== Directions for this task ==
Can you reproduce all of the material below word for word, leaving the pictures out?

------ The input ------

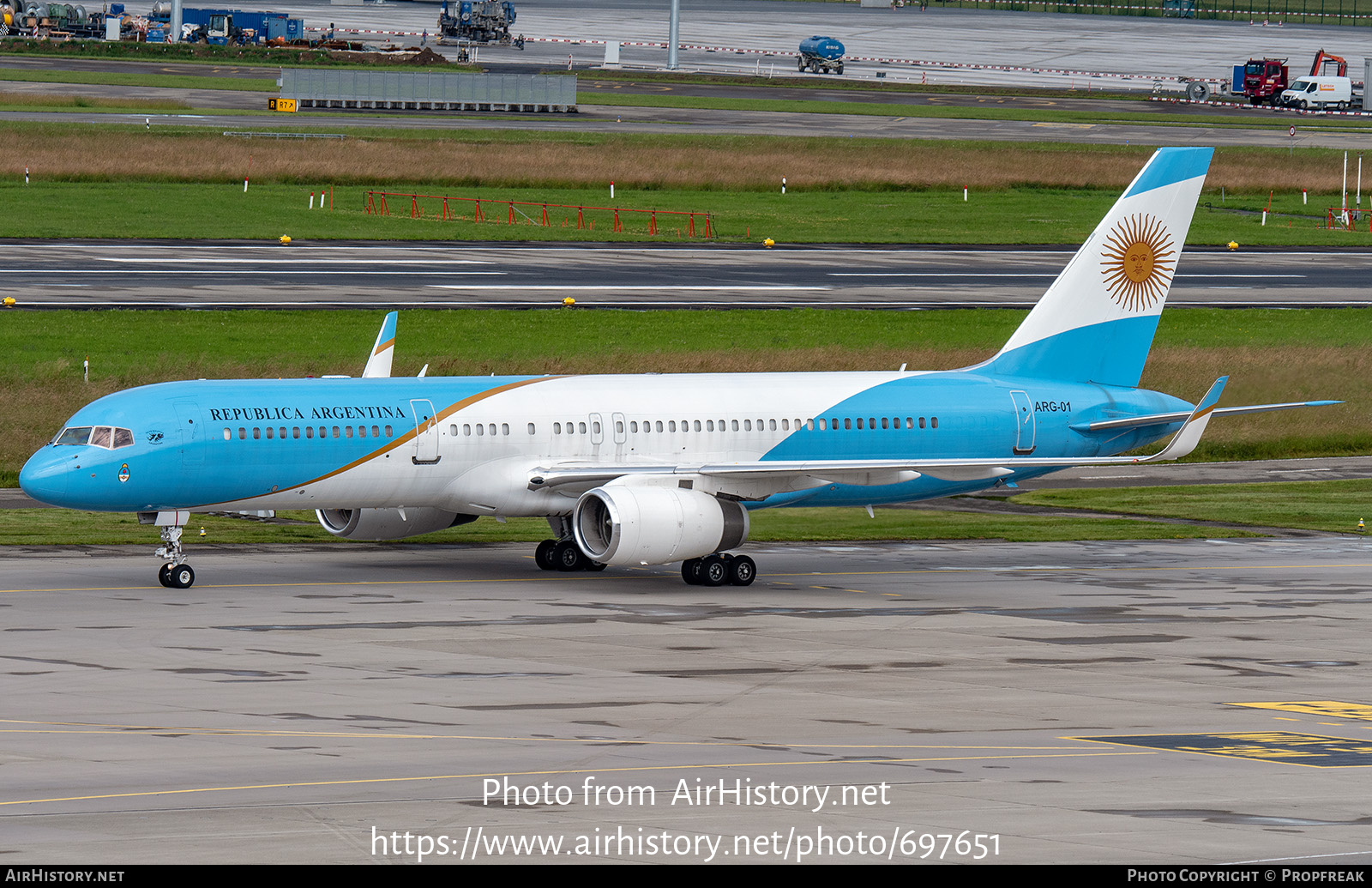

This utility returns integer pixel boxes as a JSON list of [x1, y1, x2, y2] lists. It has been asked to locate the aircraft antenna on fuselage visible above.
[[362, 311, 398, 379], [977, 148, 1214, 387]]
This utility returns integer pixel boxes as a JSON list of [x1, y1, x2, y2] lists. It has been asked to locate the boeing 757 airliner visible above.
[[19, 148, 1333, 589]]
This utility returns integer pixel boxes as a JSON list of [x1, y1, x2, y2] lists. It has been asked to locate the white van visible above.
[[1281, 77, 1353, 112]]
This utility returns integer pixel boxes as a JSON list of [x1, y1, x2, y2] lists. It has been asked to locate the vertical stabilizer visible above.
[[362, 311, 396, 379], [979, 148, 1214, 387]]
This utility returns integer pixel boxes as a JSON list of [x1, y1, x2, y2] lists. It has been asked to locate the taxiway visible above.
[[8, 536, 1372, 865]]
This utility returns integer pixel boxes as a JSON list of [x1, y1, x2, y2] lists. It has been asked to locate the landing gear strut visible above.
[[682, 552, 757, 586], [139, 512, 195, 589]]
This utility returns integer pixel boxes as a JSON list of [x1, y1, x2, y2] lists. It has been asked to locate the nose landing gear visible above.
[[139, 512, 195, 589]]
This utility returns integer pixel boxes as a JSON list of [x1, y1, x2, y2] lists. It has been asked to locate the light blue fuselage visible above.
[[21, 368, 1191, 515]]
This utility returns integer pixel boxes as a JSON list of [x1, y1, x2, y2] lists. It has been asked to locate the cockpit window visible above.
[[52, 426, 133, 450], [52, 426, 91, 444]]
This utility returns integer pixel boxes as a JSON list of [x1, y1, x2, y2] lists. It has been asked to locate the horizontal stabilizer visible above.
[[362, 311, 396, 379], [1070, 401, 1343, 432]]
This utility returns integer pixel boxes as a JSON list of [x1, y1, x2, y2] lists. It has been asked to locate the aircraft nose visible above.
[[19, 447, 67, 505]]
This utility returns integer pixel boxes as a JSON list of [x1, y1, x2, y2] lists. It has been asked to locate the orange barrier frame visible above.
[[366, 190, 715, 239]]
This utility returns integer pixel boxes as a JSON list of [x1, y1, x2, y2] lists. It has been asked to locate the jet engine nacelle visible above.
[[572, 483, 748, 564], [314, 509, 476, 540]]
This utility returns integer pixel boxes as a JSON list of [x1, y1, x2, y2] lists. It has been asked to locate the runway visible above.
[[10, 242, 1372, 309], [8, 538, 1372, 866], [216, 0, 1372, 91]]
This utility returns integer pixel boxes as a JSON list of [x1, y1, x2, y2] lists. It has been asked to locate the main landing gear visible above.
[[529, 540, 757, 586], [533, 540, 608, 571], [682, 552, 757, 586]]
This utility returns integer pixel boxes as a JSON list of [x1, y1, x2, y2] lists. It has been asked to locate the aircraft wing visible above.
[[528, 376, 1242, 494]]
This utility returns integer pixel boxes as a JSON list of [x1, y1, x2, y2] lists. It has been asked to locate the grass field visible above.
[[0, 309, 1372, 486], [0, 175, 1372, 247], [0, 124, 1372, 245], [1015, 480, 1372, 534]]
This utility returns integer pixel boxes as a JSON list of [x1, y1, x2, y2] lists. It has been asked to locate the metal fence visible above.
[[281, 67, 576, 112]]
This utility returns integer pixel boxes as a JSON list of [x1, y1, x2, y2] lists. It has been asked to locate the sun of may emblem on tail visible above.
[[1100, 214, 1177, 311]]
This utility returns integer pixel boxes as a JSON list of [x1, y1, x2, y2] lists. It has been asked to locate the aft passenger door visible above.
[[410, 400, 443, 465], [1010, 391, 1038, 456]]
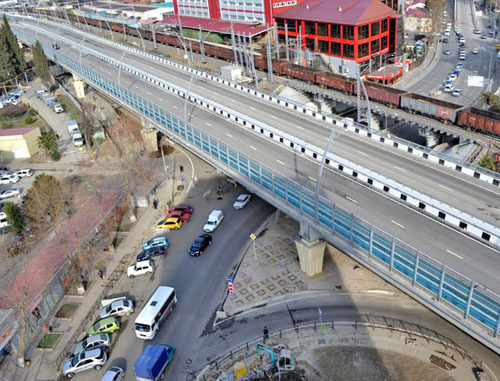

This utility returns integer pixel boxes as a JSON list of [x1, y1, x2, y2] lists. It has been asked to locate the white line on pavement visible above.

------

== Exercise response ==
This utility returns integer pixel boxes as a JSON list of [x1, y1, x2, y2] lists. It has been asked to locate the aircraft antenna on fuselage visible above.
[[362, 311, 398, 379], [977, 148, 1214, 387]]
This utility returns integer pixel boxes as a JSON list of [x1, y1, x2, y2] lists. It has been asked to locate the boeing 757 airliner visible above.
[[19, 148, 1333, 589]]
This utility returns integer pixel boxes as a JSON list of [x1, y1, x2, y2] lists. It has been asked to locate the white van visible above.
[[1281, 77, 1353, 112]]
This utility returns integer pixel boxes as a JSON list of [x1, y1, x2, y2] lists. It has been asked to locate the vertical stabilizer visible above.
[[362, 311, 396, 379], [979, 148, 1214, 387]]
This utility returns integer pixel boxes as a JSON list of [x1, y1, x2, y2] lists. It has been asked to locate the taxiway visible above.
[[8, 536, 1372, 865]]
This utility returns integer pixel boxes as a JSON list of [x1, y1, x2, y2] lists. It has been asked to locate the landing gear strut visible above.
[[682, 552, 757, 586], [139, 512, 195, 589]]
This utility returns integer pixel boxes as a JSON list of [x1, y1, x2, y2] lists. It has been asked to locate the nose landing gear visible above.
[[139, 512, 195, 589]]
This utility returns integer pixel boxes as a JSON list of [x1, y1, x2, y2] lists. It has been asked to locate the light blue fuselage visible above.
[[21, 368, 1191, 515]]
This utility returns integer pixel boxes as a JSON list of [x1, y1, x2, y2] lists. It has been asked to locate the cockpit window visible above.
[[52, 426, 133, 450], [52, 426, 91, 444]]
This utility returns integer pixel boxes as a JSON list of [x1, y1, x2, y2] lists. It has been asked to locate the horizontal stabilizer visible above.
[[362, 311, 396, 379], [1070, 401, 1343, 432]]
This utility returns integer pixel boxes as a JSON list of [x1, y1, x2, y2] lists. It has been asked to locate the aircraft nose visible above.
[[19, 447, 67, 505]]
This utility returns integer pixel boxes as a JSON list of [x1, y1, x2, y2] lists. It has been asked to locate the orange barrier frame visible above.
[[366, 190, 715, 239]]
This utility returns integer pixel boxes as a JSON list of [x1, y1, x2, y2] lists. It has been asked to locate the jet engine nacelle visible above.
[[572, 483, 748, 564], [314, 509, 476, 540]]
This utility returns integer pixel boxes as a JSON list of [x1, y1, x2, y2] lists. It has been asked to locate the runway visible above.
[[10, 242, 1372, 309], [8, 538, 1372, 866], [216, 0, 1372, 91]]
This utility returns integer pixel boxes as a JSON list of [x1, y1, x2, y2] lists. It has been asked to locate the main landing gear visible above.
[[529, 540, 757, 586], [533, 540, 608, 571], [682, 552, 757, 586]]
This utility returns integer pixel boxes as a JSON list of [x1, y1, x2, y2] lists. It has been asked to locate the aircraft wing visible above.
[[528, 376, 1242, 494]]
This utility returns integer pixel boxes as a JSON list of [x1, y1, x2, y2] lists. It has been asked to locate the grass field visible above.
[[0, 309, 1372, 486], [0, 175, 1372, 247], [0, 124, 1372, 245], [1015, 480, 1372, 534]]
This utility returns integer pixel boxes as a JSON list of [x1, y1, x2, y2] lists. It has been asked to locate the metal fence visible above.
[[281, 67, 576, 112]]
This utility returns integer pixel boxes as a JSON list of [x1, y1, x2, y2] lists. It has been asked to locate the sun of may emblem on tail visible above.
[[1100, 214, 1177, 311]]
This utility returns integer pixel boxes as a JSON list of [x1, y1, x2, y2] lists. It has been asked to locate the aft passenger door visible above.
[[410, 400, 443, 465], [1010, 391, 1038, 456]]

This utility returns integer pixel boxes as a JSON list of [x1, y1, x2, y2] lists. It has been asked to locate the white line on pavement visible above.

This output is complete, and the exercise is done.